[Image-grounded pointing data]
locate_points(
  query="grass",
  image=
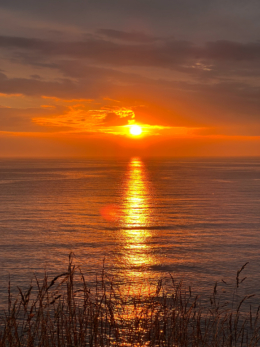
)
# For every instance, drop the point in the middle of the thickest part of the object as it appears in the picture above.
(65, 311)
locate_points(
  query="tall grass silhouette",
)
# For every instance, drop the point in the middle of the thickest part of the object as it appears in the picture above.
(66, 311)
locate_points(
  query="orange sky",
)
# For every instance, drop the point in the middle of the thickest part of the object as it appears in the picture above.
(74, 88)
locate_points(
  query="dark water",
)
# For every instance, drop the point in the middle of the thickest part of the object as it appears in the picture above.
(198, 219)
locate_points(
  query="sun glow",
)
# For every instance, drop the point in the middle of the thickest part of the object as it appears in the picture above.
(135, 130)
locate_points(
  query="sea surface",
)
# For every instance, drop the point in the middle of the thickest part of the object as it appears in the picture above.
(197, 219)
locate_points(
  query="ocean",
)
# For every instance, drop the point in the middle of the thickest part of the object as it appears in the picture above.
(196, 219)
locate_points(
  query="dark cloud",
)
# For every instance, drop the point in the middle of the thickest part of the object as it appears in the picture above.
(168, 53)
(133, 36)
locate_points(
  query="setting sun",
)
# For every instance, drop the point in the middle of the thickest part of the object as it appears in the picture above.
(135, 130)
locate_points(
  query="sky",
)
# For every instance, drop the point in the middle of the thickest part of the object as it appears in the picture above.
(75, 75)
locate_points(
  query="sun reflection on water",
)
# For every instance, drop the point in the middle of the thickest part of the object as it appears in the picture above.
(136, 222)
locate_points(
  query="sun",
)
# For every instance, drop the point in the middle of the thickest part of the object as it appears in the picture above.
(135, 130)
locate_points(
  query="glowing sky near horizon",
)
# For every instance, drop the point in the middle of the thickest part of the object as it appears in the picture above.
(76, 75)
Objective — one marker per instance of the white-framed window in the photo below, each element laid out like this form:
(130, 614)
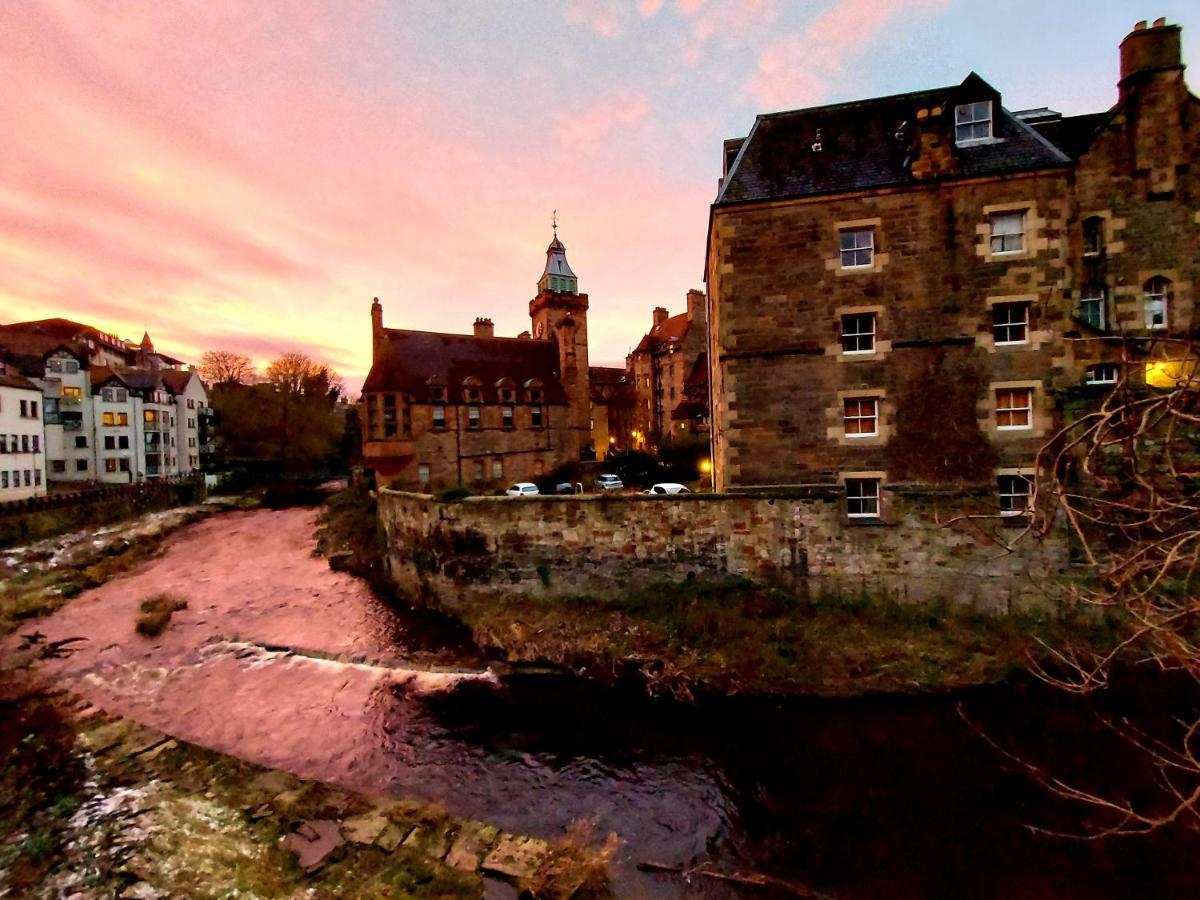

WHAT TO WORK ON:
Exactly how many lines in the records contain the string "water"? Give that number alone.

OUTPUT FOR THIS EXERCISE:
2